▸ EXTRAIT:
# # # #

SUFFÈTE n. m. est un emprunt de la Renaissance (1582) au latin sufes, sufetis, lui-même emprunt à la langue punique. Ce terme d'antiquité désigne l'un des deux premiers magistrats de la république de Carthage, qui détenaient le pouvoir exécutif et la direction des armées. Le mot punique était suphet « juge », apparenté à l'hébreu shâphêt, participe passé du verbe shâphat « rendre la justice » et « gouverner » et à l'akkadien shapātu.
L
SUFFIRE v. tr. ind. représente une réfection (1170), aussi écrite sufire (v. 1155), de soufire (v. 1120), issu du latin sufficere « mettre sous » et spécialement « imprégner », « mettre à la disposition de », « mettre après » d'où « élire à la place de », « remplacer » et, en emploi intransitif, « être suffisant ». Ce verbe est composé de sub-, indiquant la position inférieure et la proximité (→ sub-), et de facere « faire* ».
❏
Suffire à, pour signifie dès l'origine « avoir juste la quantité, la qualité ou la force nécessaire pour (un certain but) », en parlant de choses, aussi construit avec un infinitif (1260). La forme soufire ou souffire, dominante en ancien français, cède la place à suffire à partir du XVIe (v. 1507), mais est encore relevée au XVIIe siècle. Suffire s'emploie aussi à la forme impersonnelle, suivi d'un nom introduit par de (fin XIVe s. ; v. 1204, souffist a qqn), de de et d'un infinitif (fin XIVe s. [T.L.F. : 1405]) ou encore de que et du subjonctif (1370) ou, vieilli, de l'indicatif (1636). Il suffit « cela suffit » (XVe s., il souffit ; forme moderne, 1530) est d'emploi courant, vous (te) suffit (1538) était en usage à l'époque classique et suffit (1672), vieilli, s'emploie encore exclamativement.
◆
Le verbe entre avec cette valeur dans une locution proverbiale, il suffit au jour de sa misère (1550), son affliction (1560), devenue à chaque jour suffit sa peine (1718).
◆
Par extension, suffire à (qqn) (v. 1150, sofire ; v. 1450, suffire) s'emploie pour « être de nature à contenter (qqn), sans qu'il ait besoin d'autre chose ». De là cela suffit ! pour marquer qu'on est excédé (1694, aussi cela me suffit), puis ça suffit ! (XXe s.).
◆
Le pronominal se suffire « trouver par ses propres moyens de quoi satisfaire ses aspirations » morales (v. 1650) ou matérielles (fin XVIIe s.) existe aussi en emploi réciproque (1370).
◆
Suffire à signifie « être capable de fournir ce qui est nécessaire à (qqch.) », en parlant d'une personne (1538), et « être l'élément nécessaire pour obtenir un résultat », en parlant d'une chose (av. 1662).

# # # #

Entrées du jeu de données

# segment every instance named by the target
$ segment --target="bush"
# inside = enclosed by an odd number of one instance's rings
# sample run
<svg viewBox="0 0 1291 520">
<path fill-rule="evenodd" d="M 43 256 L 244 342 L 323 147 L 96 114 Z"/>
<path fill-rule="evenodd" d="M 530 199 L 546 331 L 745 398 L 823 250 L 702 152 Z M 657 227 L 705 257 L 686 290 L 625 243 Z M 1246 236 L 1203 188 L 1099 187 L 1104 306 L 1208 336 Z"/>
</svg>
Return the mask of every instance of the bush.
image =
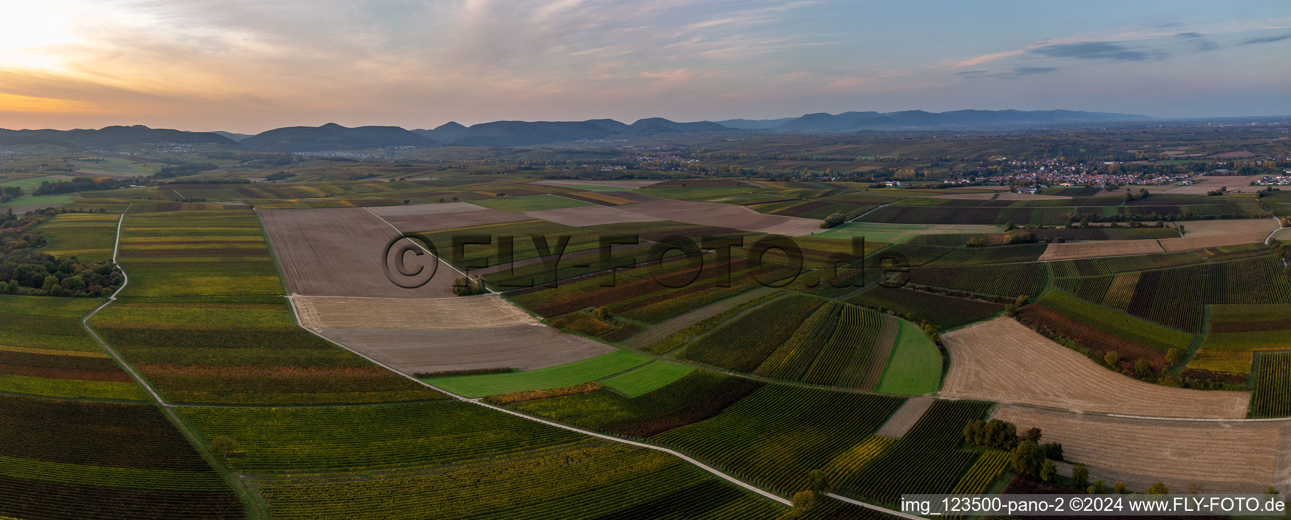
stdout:
<svg viewBox="0 0 1291 520">
<path fill-rule="evenodd" d="M 488 293 L 484 276 L 458 276 L 453 279 L 453 294 L 475 295 Z"/>
<path fill-rule="evenodd" d="M 842 213 L 834 213 L 834 214 L 831 214 L 829 217 L 825 217 L 825 222 L 822 222 L 820 225 L 820 227 L 824 227 L 824 228 L 828 230 L 830 227 L 838 227 L 843 222 L 847 222 L 847 217 L 844 214 L 842 214 Z"/>
<path fill-rule="evenodd" d="M 1072 467 L 1072 486 L 1075 489 L 1086 489 L 1090 486 L 1090 468 L 1084 465 L 1075 465 Z"/>
</svg>

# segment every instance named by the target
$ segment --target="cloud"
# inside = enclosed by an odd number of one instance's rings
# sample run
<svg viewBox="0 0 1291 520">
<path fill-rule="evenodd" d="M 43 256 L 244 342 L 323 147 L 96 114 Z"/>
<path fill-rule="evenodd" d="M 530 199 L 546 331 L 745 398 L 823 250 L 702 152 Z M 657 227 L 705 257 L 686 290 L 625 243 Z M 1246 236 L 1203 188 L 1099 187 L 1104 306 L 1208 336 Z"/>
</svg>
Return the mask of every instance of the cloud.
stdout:
<svg viewBox="0 0 1291 520">
<path fill-rule="evenodd" d="M 1194 44 L 1197 52 L 1199 52 L 1199 53 L 1205 53 L 1207 50 L 1219 49 L 1219 44 L 1211 41 L 1210 39 L 1207 39 L 1201 32 L 1180 32 L 1180 34 L 1177 34 L 1175 36 L 1181 37 L 1184 41 L 1189 41 L 1189 43 Z"/>
<path fill-rule="evenodd" d="M 1016 79 L 1020 76 L 1030 76 L 1033 74 L 1050 74 L 1050 72 L 1057 72 L 1057 67 L 1015 67 L 1013 70 L 997 71 L 997 72 L 963 71 L 963 72 L 955 72 L 955 76 L 963 76 L 968 79 L 979 79 L 979 77 Z"/>
<path fill-rule="evenodd" d="M 1238 45 L 1272 44 L 1274 41 L 1282 41 L 1282 40 L 1287 40 L 1287 39 L 1291 39 L 1291 34 L 1279 35 L 1279 36 L 1252 37 L 1250 40 L 1242 41 Z"/>
<path fill-rule="evenodd" d="M 1013 68 L 1015 76 L 1026 76 L 1032 74 L 1048 74 L 1057 72 L 1057 67 L 1017 67 Z"/>
<path fill-rule="evenodd" d="M 1083 41 L 1077 44 L 1055 44 L 1032 49 L 1033 53 L 1050 58 L 1110 59 L 1114 62 L 1140 62 L 1163 59 L 1161 50 L 1133 50 L 1114 41 Z"/>
</svg>

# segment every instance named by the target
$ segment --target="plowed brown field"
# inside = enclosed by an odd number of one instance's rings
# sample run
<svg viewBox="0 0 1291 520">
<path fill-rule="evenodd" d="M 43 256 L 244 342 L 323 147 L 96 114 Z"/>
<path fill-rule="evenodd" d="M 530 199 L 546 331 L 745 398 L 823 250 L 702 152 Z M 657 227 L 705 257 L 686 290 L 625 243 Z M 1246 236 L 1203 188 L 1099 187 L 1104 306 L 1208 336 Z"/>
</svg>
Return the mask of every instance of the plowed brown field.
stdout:
<svg viewBox="0 0 1291 520">
<path fill-rule="evenodd" d="M 301 324 L 311 329 L 463 330 L 538 324 L 497 294 L 435 299 L 294 297 L 292 303 Z"/>
<path fill-rule="evenodd" d="M 1135 419 L 1003 405 L 994 418 L 1022 431 L 1039 427 L 1042 443 L 1061 443 L 1062 457 L 1090 466 L 1090 479 L 1121 480 L 1143 490 L 1202 484 L 1211 493 L 1283 488 L 1288 422 Z"/>
<path fill-rule="evenodd" d="M 438 262 L 422 286 L 404 289 L 386 277 L 386 245 L 394 227 L 363 208 L 269 209 L 257 212 L 293 293 L 309 295 L 443 298 L 453 295 L 457 271 Z M 407 240 L 407 239 L 404 239 Z M 409 266 L 431 268 L 429 254 L 405 253 Z"/>
<path fill-rule="evenodd" d="M 950 372 L 941 395 L 1146 417 L 1246 417 L 1250 394 L 1170 388 L 1093 364 L 1008 317 L 941 337 Z"/>
</svg>

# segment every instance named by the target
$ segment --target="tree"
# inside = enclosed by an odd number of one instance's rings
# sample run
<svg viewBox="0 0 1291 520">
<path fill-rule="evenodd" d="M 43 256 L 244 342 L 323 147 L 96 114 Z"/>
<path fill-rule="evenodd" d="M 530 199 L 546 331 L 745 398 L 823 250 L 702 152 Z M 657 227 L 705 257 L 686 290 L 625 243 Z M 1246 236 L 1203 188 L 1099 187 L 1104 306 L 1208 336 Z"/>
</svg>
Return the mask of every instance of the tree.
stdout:
<svg viewBox="0 0 1291 520">
<path fill-rule="evenodd" d="M 1053 475 L 1057 475 L 1057 465 L 1055 465 L 1053 461 L 1044 461 L 1044 463 L 1041 465 L 1041 480 L 1052 484 Z"/>
<path fill-rule="evenodd" d="M 829 484 L 829 475 L 824 471 L 812 470 L 807 474 L 807 489 L 816 494 L 829 494 L 834 486 Z"/>
<path fill-rule="evenodd" d="M 1062 443 L 1048 443 L 1044 445 L 1044 457 L 1055 461 L 1062 459 Z"/>
<path fill-rule="evenodd" d="M 223 455 L 226 461 L 229 459 L 229 454 L 236 450 L 238 450 L 238 441 L 230 437 L 219 435 L 210 440 L 210 453 L 214 453 L 217 455 Z"/>
<path fill-rule="evenodd" d="M 831 214 L 829 217 L 825 217 L 825 222 L 821 223 L 820 227 L 824 227 L 824 228 L 828 230 L 830 227 L 838 227 L 839 225 L 842 225 L 846 221 L 847 221 L 847 215 L 844 215 L 842 213 L 834 213 L 834 214 Z"/>
<path fill-rule="evenodd" d="M 1038 476 L 1044 465 L 1044 450 L 1035 441 L 1024 440 L 1008 455 L 1008 463 L 1019 475 Z"/>
<path fill-rule="evenodd" d="M 802 515 L 811 511 L 812 507 L 816 507 L 817 501 L 816 493 L 811 490 L 794 493 L 794 514 Z"/>
<path fill-rule="evenodd" d="M 54 292 L 61 289 L 58 285 L 58 276 L 54 275 L 45 276 L 45 283 L 41 286 L 41 289 L 44 289 L 45 292 Z"/>
<path fill-rule="evenodd" d="M 1084 489 L 1090 485 L 1090 468 L 1084 465 L 1072 466 L 1072 486 Z"/>
</svg>

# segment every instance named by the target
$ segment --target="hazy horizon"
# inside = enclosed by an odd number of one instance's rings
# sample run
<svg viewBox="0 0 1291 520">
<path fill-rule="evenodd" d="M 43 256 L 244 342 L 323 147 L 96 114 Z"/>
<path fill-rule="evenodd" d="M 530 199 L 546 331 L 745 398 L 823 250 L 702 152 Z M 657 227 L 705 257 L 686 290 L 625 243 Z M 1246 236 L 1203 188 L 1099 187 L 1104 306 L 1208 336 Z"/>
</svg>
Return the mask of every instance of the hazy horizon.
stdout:
<svg viewBox="0 0 1291 520">
<path fill-rule="evenodd" d="M 22 21 L 0 34 L 9 129 L 1291 114 L 1279 1 L 8 4 Z"/>
</svg>

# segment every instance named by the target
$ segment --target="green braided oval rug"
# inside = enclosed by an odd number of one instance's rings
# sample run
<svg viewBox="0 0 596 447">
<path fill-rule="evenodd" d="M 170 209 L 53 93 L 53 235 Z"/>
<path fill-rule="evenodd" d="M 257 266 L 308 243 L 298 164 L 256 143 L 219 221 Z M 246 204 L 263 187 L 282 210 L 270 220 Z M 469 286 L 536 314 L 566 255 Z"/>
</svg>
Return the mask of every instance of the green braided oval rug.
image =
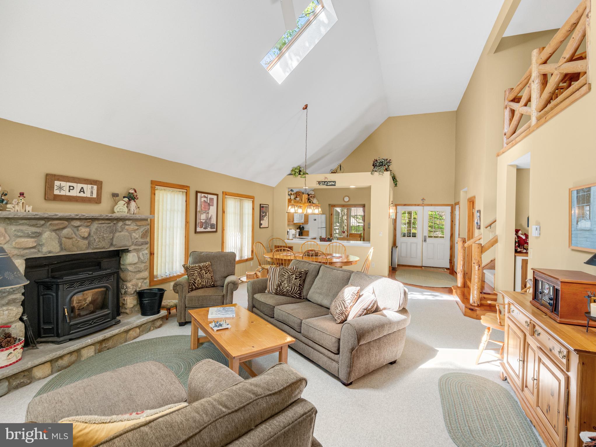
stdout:
<svg viewBox="0 0 596 447">
<path fill-rule="evenodd" d="M 472 374 L 439 379 L 443 418 L 459 447 L 541 447 L 515 398 L 505 388 Z"/>
<path fill-rule="evenodd" d="M 228 365 L 228 359 L 211 342 L 203 343 L 196 349 L 191 350 L 190 336 L 188 335 L 169 335 L 132 342 L 75 363 L 48 380 L 35 396 L 107 371 L 149 360 L 163 363 L 172 370 L 187 388 L 190 370 L 206 358 Z M 241 365 L 240 376 L 243 379 L 250 378 Z"/>
</svg>

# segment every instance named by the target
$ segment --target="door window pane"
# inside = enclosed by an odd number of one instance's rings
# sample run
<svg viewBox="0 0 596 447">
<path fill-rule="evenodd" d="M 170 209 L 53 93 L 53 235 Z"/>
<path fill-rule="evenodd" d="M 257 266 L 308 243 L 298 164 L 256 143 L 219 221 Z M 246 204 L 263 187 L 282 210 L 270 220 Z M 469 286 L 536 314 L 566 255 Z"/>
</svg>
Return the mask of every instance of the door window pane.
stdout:
<svg viewBox="0 0 596 447">
<path fill-rule="evenodd" d="M 402 211 L 402 237 L 418 236 L 418 211 Z"/>
<path fill-rule="evenodd" d="M 429 211 L 429 238 L 444 239 L 445 237 L 445 212 Z"/>
</svg>

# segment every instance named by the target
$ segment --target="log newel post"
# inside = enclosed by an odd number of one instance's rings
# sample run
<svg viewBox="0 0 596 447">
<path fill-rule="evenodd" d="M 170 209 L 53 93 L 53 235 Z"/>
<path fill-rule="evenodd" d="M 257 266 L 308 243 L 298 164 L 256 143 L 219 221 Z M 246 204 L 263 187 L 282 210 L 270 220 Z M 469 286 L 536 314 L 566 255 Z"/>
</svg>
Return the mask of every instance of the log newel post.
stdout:
<svg viewBox="0 0 596 447">
<path fill-rule="evenodd" d="M 482 290 L 482 244 L 473 243 L 472 274 L 470 279 L 470 304 L 473 306 L 480 305 L 480 293 Z"/>
<path fill-rule="evenodd" d="M 465 238 L 457 238 L 457 286 L 465 287 Z"/>
</svg>

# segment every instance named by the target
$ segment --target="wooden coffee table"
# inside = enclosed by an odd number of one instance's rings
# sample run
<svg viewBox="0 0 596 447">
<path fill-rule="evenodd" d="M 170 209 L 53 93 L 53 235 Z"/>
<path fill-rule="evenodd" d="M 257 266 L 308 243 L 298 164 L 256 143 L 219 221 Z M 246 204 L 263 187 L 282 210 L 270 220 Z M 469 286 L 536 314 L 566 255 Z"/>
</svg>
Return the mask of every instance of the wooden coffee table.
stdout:
<svg viewBox="0 0 596 447">
<path fill-rule="evenodd" d="M 198 343 L 212 342 L 228 358 L 229 368 L 238 374 L 240 364 L 251 376 L 256 373 L 244 362 L 257 357 L 279 352 L 279 361 L 288 362 L 288 345 L 296 340 L 237 304 L 227 304 L 214 307 L 232 307 L 236 309 L 236 316 L 226 321 L 231 325 L 228 329 L 215 332 L 209 327 L 213 318 L 207 318 L 209 308 L 188 311 L 191 317 L 190 348 L 196 349 Z M 198 336 L 198 329 L 206 335 Z"/>
</svg>

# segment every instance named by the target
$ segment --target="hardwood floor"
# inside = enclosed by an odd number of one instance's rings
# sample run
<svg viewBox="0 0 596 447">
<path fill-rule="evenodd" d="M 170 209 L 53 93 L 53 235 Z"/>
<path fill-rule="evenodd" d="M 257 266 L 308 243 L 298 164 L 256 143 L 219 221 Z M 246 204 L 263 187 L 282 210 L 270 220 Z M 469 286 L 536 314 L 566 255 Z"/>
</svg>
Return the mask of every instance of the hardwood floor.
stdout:
<svg viewBox="0 0 596 447">
<path fill-rule="evenodd" d="M 395 279 L 395 272 L 397 271 L 398 270 L 401 270 L 406 268 L 414 268 L 414 269 L 421 270 L 422 267 L 418 267 L 416 265 L 398 265 L 397 267 L 390 267 L 389 274 L 388 274 L 387 277 L 395 281 L 397 281 L 398 280 Z M 454 277 L 455 277 L 455 272 L 454 271 L 452 268 L 449 268 L 446 273 L 449 273 Z M 410 287 L 417 287 L 418 289 L 424 289 L 427 290 L 430 290 L 431 292 L 437 292 L 440 293 L 446 293 L 447 295 L 451 295 L 451 293 L 453 292 L 453 290 L 451 290 L 451 287 L 424 287 L 423 286 L 417 286 L 414 284 L 408 284 L 406 283 L 404 283 L 403 284 L 405 285 L 406 286 L 409 286 Z"/>
</svg>

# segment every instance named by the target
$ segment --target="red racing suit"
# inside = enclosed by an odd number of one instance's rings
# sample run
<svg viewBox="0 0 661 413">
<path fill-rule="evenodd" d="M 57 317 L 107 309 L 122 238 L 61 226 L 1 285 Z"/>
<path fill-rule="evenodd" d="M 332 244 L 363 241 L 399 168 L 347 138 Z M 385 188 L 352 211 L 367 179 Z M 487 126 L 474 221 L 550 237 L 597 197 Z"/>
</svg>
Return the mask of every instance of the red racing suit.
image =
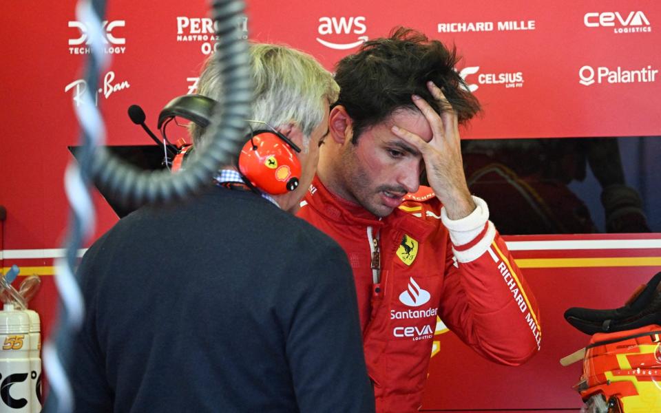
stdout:
<svg viewBox="0 0 661 413">
<path fill-rule="evenodd" d="M 437 316 L 497 363 L 521 364 L 539 350 L 534 297 L 488 221 L 486 204 L 473 198 L 475 211 L 453 221 L 421 187 L 379 219 L 315 177 L 301 202 L 298 216 L 339 244 L 353 270 L 380 413 L 420 407 Z"/>
</svg>

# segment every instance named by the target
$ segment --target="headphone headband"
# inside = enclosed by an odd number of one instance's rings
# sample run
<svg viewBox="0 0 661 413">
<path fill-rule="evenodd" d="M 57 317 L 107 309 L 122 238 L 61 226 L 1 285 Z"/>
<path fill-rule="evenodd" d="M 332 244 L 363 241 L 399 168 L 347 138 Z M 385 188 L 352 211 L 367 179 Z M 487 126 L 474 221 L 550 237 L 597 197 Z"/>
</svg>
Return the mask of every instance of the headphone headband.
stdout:
<svg viewBox="0 0 661 413">
<path fill-rule="evenodd" d="M 158 115 L 158 129 L 169 118 L 180 116 L 202 127 L 211 123 L 216 100 L 202 95 L 184 95 L 175 98 L 163 107 Z"/>
</svg>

# # # #

▸ CONSIGNE 1: D'après l'extrait, quel mot punique est à l'origine du latin sufes, et quel sens avait-il ?
▸ CONSIGNE 2: Citez le passage de l'extrait compris entre « SUFFÈTE n. m. » et « à l'akkadien shapātu. », ces deux bornes incluses.

▸ RÉPONSE 1: Le mot punique suphet, qui signifiait « juge ».

▸ RÉPONSE 2:
SUFFÈTE n. m. est un emprunt de la Renaissance (1582) au latin sufes, sufetis, lui-même emprunt à la langue punique. Ce terme d'antiquité désigne l'un des deux premiers magistrats de la république de Carthage, qui détenaient le pouvoir exécutif et la direction des armées. Le mot punique était suphet « juge », apparenté à l'hébreu shâphêt, participe passé du verbe shâphat « rendre la justice » et « gouverner » et à l'akkadien shapātu.